Exercise
Each line with the word "below" must appear in the answer, copied from the records.

==== Material provided

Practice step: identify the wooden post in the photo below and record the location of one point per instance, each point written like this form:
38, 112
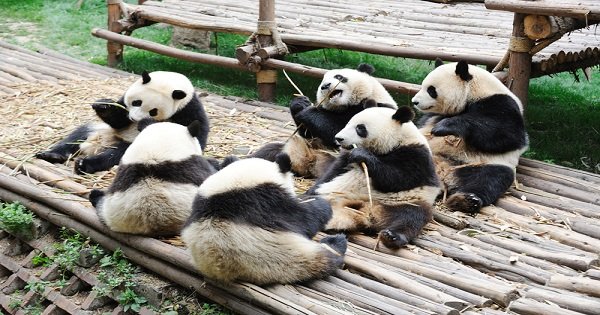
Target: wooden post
115, 50
519, 65
266, 78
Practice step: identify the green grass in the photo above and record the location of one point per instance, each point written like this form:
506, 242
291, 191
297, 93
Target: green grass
563, 116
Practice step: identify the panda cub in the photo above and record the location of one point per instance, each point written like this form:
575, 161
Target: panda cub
160, 95
248, 225
156, 181
402, 177
476, 132
341, 94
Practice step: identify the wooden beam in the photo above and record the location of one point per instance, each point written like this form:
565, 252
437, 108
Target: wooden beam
519, 65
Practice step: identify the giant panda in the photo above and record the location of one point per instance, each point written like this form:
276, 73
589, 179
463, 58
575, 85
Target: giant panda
476, 132
341, 94
248, 225
160, 95
402, 177
156, 181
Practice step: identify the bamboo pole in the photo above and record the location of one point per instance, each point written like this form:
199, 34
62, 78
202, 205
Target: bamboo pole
114, 49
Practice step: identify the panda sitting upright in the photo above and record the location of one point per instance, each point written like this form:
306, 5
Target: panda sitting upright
156, 181
476, 132
160, 95
402, 179
341, 94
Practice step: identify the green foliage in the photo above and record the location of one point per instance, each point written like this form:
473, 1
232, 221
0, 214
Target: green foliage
16, 219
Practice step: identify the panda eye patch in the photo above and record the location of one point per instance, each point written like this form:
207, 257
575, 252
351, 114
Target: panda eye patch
432, 92
361, 131
340, 77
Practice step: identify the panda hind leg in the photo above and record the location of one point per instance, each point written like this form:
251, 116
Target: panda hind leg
401, 224
59, 153
479, 186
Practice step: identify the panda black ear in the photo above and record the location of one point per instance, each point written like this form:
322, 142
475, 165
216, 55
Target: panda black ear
142, 124
179, 95
462, 70
145, 77
403, 114
195, 128
284, 162
366, 68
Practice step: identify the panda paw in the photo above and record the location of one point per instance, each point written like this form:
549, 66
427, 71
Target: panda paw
51, 157
392, 240
443, 128
359, 155
298, 104
464, 202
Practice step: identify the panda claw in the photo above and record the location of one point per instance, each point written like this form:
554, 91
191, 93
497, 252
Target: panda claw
392, 240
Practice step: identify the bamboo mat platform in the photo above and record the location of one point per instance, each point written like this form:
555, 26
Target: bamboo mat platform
406, 28
535, 252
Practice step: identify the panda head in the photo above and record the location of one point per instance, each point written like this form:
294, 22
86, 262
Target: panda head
381, 130
163, 142
250, 173
450, 87
341, 88
158, 95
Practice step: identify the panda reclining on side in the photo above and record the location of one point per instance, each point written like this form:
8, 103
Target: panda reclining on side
341, 94
160, 95
402, 177
248, 225
476, 132
156, 182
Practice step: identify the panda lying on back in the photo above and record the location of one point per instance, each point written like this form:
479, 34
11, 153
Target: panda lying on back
156, 181
476, 133
160, 95
401, 173
248, 225
341, 94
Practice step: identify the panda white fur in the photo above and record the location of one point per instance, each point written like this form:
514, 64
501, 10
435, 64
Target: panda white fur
341, 94
476, 132
156, 181
402, 177
248, 225
160, 95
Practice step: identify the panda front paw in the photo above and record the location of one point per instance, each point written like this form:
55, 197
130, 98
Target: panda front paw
298, 104
444, 128
359, 155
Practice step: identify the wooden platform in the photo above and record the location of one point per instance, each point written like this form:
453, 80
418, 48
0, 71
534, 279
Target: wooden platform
406, 28
535, 252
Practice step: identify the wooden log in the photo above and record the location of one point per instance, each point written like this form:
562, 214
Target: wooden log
114, 49
394, 293
398, 281
174, 274
565, 299
578, 284
519, 64
358, 297
500, 293
531, 307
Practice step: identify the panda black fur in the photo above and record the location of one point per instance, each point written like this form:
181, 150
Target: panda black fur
402, 177
248, 225
341, 94
476, 132
160, 95
156, 182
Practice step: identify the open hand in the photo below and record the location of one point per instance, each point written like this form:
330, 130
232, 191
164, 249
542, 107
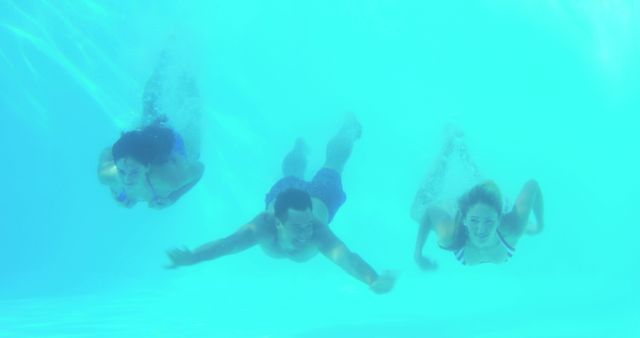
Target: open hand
180, 257
426, 264
384, 283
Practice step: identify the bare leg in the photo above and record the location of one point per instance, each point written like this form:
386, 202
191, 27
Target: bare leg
340, 146
295, 162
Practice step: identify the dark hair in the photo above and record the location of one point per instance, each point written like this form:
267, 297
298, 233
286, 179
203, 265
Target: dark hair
487, 193
295, 199
151, 145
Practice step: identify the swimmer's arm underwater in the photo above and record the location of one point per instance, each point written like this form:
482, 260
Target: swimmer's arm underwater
514, 223
423, 233
334, 249
244, 238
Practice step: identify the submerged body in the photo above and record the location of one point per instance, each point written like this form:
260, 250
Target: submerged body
474, 227
295, 224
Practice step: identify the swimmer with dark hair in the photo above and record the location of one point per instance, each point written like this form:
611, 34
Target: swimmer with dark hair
151, 164
295, 224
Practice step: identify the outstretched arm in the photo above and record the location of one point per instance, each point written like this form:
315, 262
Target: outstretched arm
530, 199
334, 249
244, 238
423, 233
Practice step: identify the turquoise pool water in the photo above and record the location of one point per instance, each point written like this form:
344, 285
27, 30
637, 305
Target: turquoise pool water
543, 89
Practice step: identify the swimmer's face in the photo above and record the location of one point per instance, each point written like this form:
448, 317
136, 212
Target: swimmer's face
482, 223
297, 230
131, 172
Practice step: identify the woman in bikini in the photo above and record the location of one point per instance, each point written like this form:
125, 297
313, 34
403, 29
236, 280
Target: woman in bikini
477, 227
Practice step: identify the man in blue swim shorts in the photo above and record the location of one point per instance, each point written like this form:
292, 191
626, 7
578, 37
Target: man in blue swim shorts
295, 222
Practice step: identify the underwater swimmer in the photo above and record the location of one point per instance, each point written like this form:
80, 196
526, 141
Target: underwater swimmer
475, 228
295, 223
151, 164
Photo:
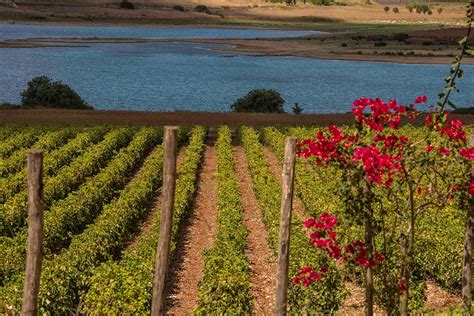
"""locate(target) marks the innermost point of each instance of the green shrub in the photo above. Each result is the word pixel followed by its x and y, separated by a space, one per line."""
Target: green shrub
pixel 178 8
pixel 42 91
pixel 127 5
pixel 201 8
pixel 260 101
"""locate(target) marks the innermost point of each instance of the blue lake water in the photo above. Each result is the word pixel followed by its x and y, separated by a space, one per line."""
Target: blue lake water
pixel 192 76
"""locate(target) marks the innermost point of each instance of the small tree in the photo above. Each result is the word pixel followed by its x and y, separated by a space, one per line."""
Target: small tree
pixel 42 91
pixel 260 100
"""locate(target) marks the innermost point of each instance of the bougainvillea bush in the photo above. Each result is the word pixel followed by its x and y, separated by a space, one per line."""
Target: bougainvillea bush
pixel 390 180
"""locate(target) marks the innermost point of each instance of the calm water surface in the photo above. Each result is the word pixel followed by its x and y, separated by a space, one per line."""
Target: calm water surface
pixel 192 76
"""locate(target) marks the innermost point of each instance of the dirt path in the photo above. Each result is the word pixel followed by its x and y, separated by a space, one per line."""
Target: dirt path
pixel 156 208
pixel 197 235
pixel 351 305
pixel 262 260
pixel 276 169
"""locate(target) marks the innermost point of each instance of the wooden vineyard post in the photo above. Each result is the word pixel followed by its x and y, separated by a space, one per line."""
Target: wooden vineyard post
pixel 35 233
pixel 467 259
pixel 166 222
pixel 285 225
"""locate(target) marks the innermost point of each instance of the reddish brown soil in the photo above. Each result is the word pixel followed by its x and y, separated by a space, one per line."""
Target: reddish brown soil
pixel 277 169
pixel 80 117
pixel 261 257
pixel 182 289
pixel 155 209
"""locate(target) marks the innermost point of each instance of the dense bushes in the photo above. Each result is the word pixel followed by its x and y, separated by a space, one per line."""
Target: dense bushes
pixel 260 100
pixel 327 296
pixel 125 286
pixel 225 286
pixel 42 91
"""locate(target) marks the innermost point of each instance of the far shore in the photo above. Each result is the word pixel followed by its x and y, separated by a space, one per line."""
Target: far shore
pixel 441 49
pixel 211 119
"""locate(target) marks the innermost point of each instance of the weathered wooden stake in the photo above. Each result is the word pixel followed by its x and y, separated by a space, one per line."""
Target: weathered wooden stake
pixel 35 233
pixel 169 181
pixel 467 260
pixel 285 225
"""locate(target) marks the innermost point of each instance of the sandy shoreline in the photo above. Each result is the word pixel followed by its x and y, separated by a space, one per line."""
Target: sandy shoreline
pixel 324 46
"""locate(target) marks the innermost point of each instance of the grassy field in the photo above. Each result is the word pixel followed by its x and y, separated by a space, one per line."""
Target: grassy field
pixel 102 189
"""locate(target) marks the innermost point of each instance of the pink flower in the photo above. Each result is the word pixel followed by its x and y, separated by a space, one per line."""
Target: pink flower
pixel 467 153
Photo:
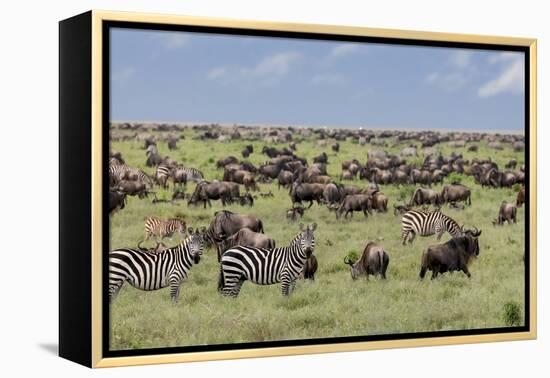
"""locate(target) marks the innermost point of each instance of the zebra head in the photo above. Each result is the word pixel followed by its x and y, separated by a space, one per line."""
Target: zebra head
pixel 195 243
pixel 306 238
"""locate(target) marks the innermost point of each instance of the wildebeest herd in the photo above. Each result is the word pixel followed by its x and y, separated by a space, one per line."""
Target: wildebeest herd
pixel 246 253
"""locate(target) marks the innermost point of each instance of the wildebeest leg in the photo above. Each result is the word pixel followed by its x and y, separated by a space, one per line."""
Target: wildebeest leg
pixel 435 271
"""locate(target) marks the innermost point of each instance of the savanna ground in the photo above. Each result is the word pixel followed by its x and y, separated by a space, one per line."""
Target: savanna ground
pixel 333 305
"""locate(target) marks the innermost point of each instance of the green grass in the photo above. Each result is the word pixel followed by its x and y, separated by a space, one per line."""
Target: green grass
pixel 333 305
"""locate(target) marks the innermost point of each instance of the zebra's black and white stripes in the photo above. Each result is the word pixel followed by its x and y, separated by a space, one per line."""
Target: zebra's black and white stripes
pixel 152 271
pixel 423 223
pixel 161 228
pixel 266 266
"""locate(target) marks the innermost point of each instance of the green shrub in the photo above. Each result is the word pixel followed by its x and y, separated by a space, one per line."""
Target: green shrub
pixel 512 314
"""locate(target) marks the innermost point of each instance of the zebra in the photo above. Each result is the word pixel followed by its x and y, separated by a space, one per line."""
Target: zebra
pixel 266 266
pixel 148 271
pixel 161 228
pixel 426 224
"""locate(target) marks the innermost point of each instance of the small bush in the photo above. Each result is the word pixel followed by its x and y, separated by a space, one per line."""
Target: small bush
pixel 512 314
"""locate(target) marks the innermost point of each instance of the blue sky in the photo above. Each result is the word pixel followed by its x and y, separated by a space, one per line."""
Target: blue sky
pixel 192 77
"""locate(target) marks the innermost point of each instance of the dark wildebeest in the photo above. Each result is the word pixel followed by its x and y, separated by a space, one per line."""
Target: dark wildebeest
pixel 379 202
pixel 506 213
pixel 310 268
pixel 323 158
pixel 511 164
pixel 423 196
pixel 227 160
pixel 373 261
pixel 227 223
pixel 400 209
pixel 455 193
pixel 454 255
pixel 206 191
pixel 117 201
pixel 244 237
pixel 132 188
pixel 292 215
pixel 355 202
pixel 306 192
pixel 520 198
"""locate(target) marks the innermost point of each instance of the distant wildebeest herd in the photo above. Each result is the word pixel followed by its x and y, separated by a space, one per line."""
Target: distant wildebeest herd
pixel 246 253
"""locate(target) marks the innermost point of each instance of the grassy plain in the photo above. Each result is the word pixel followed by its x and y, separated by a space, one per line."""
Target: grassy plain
pixel 333 305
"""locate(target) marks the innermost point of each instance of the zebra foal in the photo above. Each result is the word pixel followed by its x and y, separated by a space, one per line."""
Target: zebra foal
pixel 266 266
pixel 415 222
pixel 148 271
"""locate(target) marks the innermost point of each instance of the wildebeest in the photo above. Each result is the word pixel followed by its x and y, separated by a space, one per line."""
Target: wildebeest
pixel 292 215
pixel 244 237
pixel 310 268
pixel 506 213
pixel 206 191
pixel 454 255
pixel 520 198
pixel 379 202
pixel 354 202
pixel 132 188
pixel 456 192
pixel 423 196
pixel 374 261
pixel 117 201
pixel 306 192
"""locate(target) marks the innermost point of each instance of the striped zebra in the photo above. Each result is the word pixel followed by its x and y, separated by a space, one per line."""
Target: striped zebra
pixel 162 228
pixel 426 224
pixel 152 271
pixel 266 266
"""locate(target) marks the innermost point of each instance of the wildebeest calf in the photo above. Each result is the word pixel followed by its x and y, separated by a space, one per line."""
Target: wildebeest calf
pixel 506 213
pixel 452 256
pixel 373 261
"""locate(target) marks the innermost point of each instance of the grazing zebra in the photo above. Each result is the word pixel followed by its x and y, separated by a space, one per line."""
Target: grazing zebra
pixel 266 266
pixel 161 228
pixel 426 224
pixel 152 271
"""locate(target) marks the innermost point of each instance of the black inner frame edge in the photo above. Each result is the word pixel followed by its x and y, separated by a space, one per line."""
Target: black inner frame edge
pixel 107 25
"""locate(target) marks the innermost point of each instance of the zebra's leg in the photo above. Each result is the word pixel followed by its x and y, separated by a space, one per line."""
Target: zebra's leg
pixel 175 284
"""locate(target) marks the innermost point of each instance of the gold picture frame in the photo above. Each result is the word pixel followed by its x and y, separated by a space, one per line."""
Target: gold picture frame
pixel 86 32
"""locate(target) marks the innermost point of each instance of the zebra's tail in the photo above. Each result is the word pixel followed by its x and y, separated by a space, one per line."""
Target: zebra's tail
pixel 220 279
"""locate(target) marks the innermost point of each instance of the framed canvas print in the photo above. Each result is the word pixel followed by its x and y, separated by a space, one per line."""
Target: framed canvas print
pixel 234 189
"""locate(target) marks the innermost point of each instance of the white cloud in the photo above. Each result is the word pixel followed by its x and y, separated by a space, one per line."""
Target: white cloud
pixel 450 82
pixel 510 80
pixel 123 74
pixel 461 58
pixel 217 73
pixel 273 65
pixel 343 49
pixel 172 40
pixel 328 79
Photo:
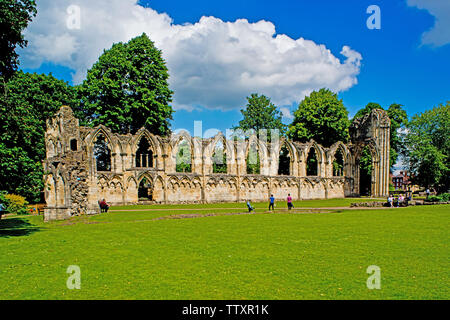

========

Solution for this task
Practice step: identify the wooden post in the photo below and record the location of one point per instance, each point written like this form:
Practice step: identify the open hand in the photo below and record the location of one point per instance, each point written like this form:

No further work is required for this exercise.